WHAT TO WORK ON:
Change "hunting blind" to "deer stand" in the lines that start with the line containing "of the forked" and continue through the line containing "472, 318, 523, 430". Reproduce those lines with nothing else altered.

Entries for bounding box labeling:
(begin)

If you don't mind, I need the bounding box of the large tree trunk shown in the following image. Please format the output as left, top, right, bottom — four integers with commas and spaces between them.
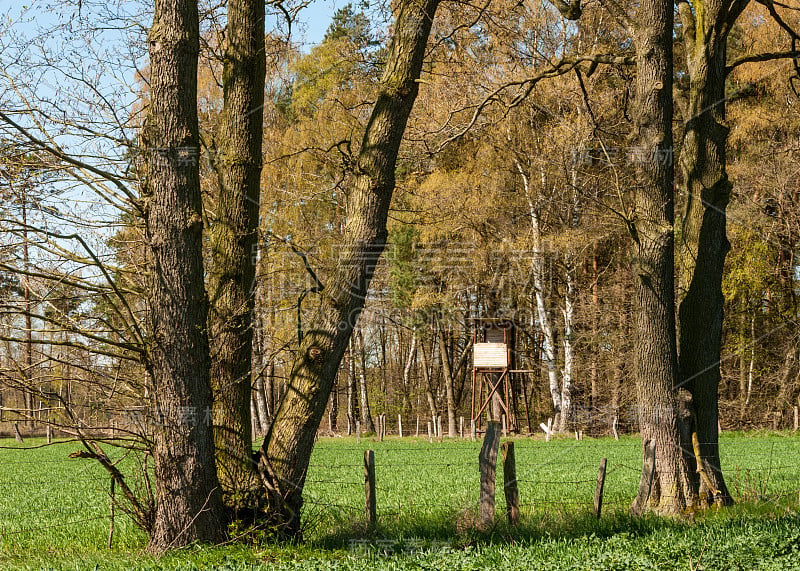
143, 0, 225, 552
208, 0, 266, 507
347, 337, 358, 435
260, 0, 439, 535
630, 0, 692, 514
678, 0, 747, 505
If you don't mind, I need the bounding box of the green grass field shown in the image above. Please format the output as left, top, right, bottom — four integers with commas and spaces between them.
0, 433, 800, 570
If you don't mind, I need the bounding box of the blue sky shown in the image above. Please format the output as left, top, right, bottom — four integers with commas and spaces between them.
300, 0, 340, 45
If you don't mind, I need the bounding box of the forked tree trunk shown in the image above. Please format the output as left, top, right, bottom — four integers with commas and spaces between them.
259, 0, 439, 535
630, 0, 692, 514
142, 0, 225, 552
208, 0, 266, 507
678, 0, 747, 505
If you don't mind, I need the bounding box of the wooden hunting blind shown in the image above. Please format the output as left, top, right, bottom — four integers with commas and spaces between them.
472, 318, 523, 430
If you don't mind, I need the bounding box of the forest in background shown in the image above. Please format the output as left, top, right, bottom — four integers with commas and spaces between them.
0, 1, 800, 556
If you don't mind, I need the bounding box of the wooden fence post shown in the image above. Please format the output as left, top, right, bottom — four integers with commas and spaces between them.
478, 422, 500, 529
594, 458, 607, 519
631, 440, 656, 516
500, 440, 519, 525
364, 450, 378, 528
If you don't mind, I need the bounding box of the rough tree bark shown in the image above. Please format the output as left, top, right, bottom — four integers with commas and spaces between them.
259, 0, 439, 536
208, 0, 266, 507
629, 0, 693, 514
678, 0, 749, 505
142, 0, 225, 552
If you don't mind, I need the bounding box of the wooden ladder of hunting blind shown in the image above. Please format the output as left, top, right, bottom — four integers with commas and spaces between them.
472, 317, 532, 432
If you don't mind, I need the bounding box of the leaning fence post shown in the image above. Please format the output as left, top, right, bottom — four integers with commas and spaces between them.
364, 450, 378, 528
631, 440, 656, 516
594, 458, 607, 519
500, 441, 519, 525
478, 422, 500, 529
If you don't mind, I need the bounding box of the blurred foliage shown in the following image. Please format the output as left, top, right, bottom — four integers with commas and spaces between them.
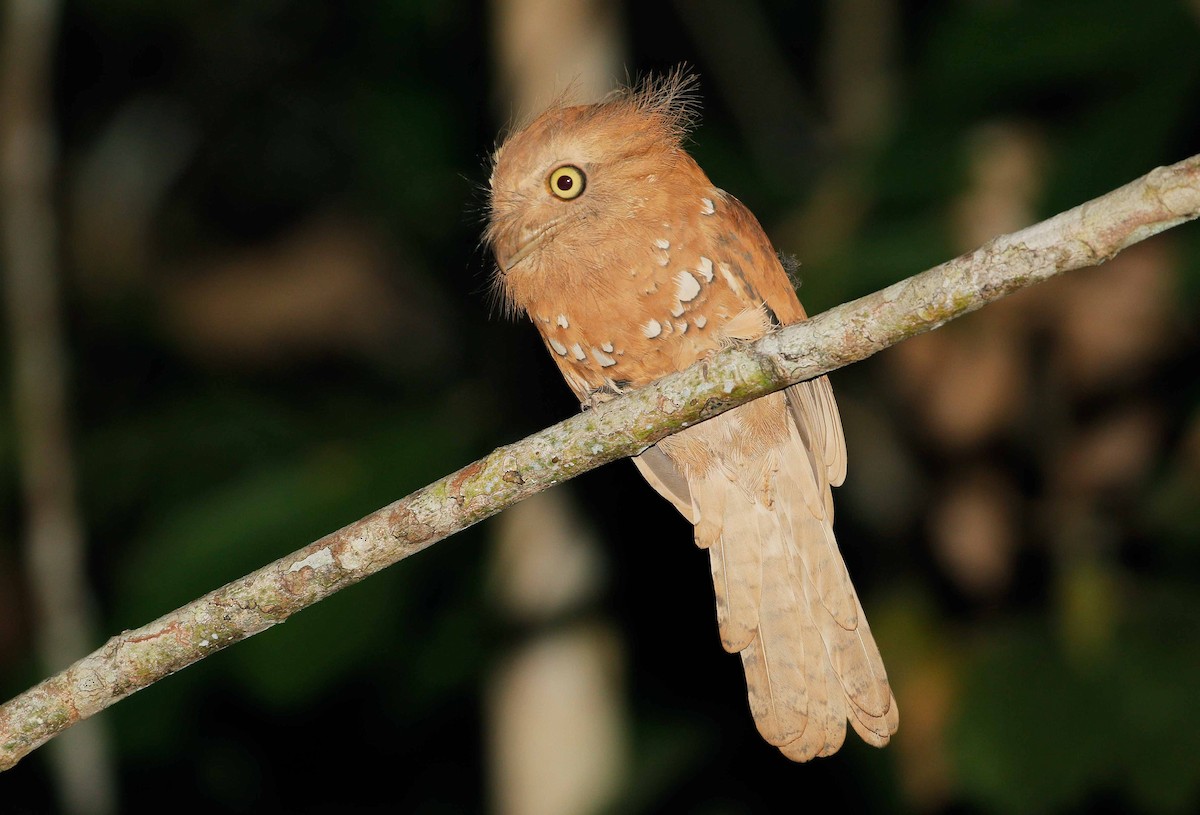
0, 0, 1200, 813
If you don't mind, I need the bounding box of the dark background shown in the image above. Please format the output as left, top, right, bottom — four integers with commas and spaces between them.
0, 0, 1200, 813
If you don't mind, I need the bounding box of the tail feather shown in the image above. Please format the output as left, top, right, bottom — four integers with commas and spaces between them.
652, 391, 899, 761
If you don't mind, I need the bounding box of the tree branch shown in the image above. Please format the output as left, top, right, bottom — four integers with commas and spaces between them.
0, 156, 1200, 769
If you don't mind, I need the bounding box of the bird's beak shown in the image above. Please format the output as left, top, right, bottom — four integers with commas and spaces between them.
504, 229, 546, 274
504, 217, 564, 274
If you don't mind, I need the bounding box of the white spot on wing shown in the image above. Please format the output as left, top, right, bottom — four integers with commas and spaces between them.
676, 271, 700, 302
716, 263, 742, 295
592, 348, 617, 367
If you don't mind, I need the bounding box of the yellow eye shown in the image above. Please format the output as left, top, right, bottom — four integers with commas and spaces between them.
546, 164, 587, 200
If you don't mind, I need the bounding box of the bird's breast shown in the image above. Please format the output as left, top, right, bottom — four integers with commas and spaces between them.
526, 191, 764, 397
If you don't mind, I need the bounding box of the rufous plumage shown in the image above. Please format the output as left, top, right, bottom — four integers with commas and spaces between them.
487, 73, 898, 761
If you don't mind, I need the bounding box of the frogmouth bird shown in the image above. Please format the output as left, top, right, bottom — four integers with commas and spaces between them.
487, 72, 898, 761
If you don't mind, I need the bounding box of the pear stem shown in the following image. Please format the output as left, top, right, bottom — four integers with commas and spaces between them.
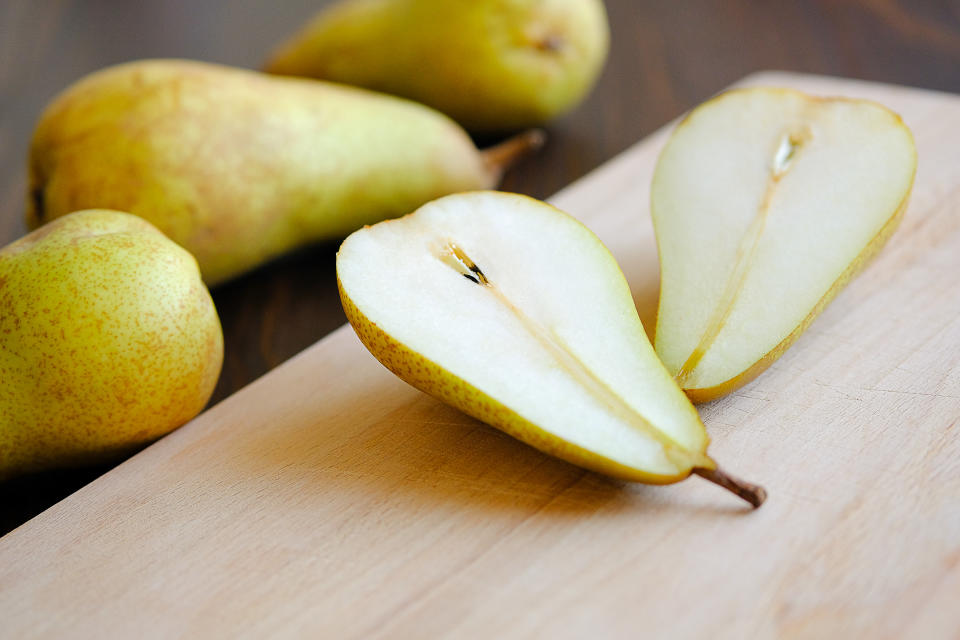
693, 467, 767, 509
480, 129, 547, 181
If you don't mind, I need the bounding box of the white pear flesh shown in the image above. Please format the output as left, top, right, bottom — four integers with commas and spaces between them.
337, 192, 715, 483
651, 88, 916, 401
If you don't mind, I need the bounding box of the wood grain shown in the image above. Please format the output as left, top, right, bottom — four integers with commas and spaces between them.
0, 0, 960, 533
0, 74, 960, 638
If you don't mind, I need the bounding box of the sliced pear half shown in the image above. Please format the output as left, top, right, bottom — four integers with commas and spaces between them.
337, 192, 764, 506
651, 88, 917, 402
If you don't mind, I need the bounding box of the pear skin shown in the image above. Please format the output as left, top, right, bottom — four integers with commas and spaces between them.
0, 210, 223, 479
27, 60, 542, 285
266, 0, 609, 132
651, 87, 917, 402
337, 192, 765, 507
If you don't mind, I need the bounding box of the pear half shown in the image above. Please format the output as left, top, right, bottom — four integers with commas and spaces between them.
337, 192, 763, 506
651, 88, 917, 402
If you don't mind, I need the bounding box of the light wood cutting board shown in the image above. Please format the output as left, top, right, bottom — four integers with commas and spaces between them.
0, 73, 960, 638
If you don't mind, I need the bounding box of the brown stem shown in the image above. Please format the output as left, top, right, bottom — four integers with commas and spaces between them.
693, 467, 767, 509
480, 129, 547, 182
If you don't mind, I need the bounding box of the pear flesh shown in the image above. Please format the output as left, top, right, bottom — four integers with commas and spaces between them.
651, 88, 916, 402
337, 192, 764, 504
27, 60, 540, 285
0, 210, 223, 479
266, 0, 610, 132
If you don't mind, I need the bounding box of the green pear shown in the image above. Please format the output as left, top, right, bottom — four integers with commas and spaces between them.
27, 60, 541, 285
337, 192, 765, 507
266, 0, 610, 132
0, 210, 223, 479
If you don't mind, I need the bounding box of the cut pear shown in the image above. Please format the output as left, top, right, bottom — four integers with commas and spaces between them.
337, 192, 763, 506
651, 88, 916, 402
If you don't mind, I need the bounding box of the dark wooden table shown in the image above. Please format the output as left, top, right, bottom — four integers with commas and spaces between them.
0, 0, 960, 534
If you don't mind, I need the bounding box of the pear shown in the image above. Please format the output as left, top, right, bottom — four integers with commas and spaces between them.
0, 210, 223, 479
651, 88, 917, 402
27, 60, 542, 285
337, 192, 764, 506
266, 0, 609, 132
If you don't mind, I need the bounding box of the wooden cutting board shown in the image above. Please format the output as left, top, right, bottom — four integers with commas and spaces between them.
0, 73, 960, 638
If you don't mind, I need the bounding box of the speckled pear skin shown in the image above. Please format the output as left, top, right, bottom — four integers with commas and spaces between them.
265, 0, 610, 132
26, 60, 501, 285
337, 270, 690, 484
0, 210, 223, 479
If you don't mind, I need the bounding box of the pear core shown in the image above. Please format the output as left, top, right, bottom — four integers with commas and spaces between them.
651, 88, 916, 401
337, 192, 715, 483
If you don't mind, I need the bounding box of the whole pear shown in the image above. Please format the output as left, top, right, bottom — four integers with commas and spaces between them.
27, 60, 540, 285
0, 210, 223, 479
266, 0, 610, 132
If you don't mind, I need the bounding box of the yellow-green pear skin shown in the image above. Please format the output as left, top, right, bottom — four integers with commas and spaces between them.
337, 191, 765, 507
337, 278, 688, 484
27, 60, 532, 285
651, 87, 917, 402
266, 0, 610, 132
0, 210, 223, 479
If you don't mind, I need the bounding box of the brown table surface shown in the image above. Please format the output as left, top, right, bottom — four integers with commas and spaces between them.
0, 0, 960, 534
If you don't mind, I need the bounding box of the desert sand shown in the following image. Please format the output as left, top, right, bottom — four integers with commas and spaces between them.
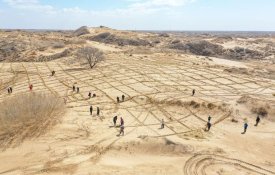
0, 28, 275, 175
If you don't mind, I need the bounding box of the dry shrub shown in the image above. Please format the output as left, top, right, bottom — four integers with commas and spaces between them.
0, 93, 65, 149
237, 95, 275, 117
52, 41, 65, 49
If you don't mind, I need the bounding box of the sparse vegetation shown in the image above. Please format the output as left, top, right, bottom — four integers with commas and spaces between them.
89, 32, 151, 46
77, 47, 104, 69
0, 93, 65, 149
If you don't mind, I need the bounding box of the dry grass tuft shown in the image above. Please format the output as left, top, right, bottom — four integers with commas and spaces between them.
0, 93, 65, 149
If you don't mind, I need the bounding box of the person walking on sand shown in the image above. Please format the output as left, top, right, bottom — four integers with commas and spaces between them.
119, 125, 124, 136
29, 84, 33, 91
113, 116, 117, 127
160, 119, 164, 129
192, 89, 196, 96
254, 115, 261, 126
63, 97, 67, 104
96, 107, 100, 116
205, 121, 212, 131
208, 115, 212, 122
120, 117, 124, 126
242, 121, 248, 134
90, 106, 93, 115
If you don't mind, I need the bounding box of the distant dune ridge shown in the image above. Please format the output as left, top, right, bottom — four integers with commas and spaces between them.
0, 26, 275, 175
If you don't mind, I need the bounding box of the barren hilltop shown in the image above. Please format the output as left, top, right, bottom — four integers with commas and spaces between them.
0, 26, 275, 175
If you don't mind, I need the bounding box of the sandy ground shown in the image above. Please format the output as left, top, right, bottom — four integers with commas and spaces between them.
0, 52, 275, 175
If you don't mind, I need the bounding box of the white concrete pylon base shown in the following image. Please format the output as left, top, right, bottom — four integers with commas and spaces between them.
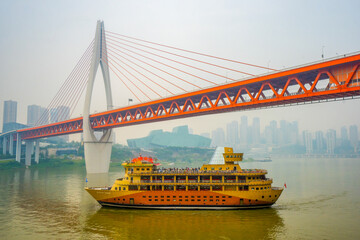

(end)

WRITTEN ANSWER:
If you don't mind, I need the bounding box of the forked tree trunk shown in the image above. Please format the output as left, top, right, bottom — four integers with commas and spaces between them.
259, 0, 439, 535
630, 0, 692, 514
142, 0, 225, 552
208, 0, 266, 507
678, 0, 747, 505
If you don't mind, I need the bounding box of the wooden deer stand shown in the image above. Please format the output as left, top, right, bottom — four integers with commas and spaces between them.
472, 318, 523, 430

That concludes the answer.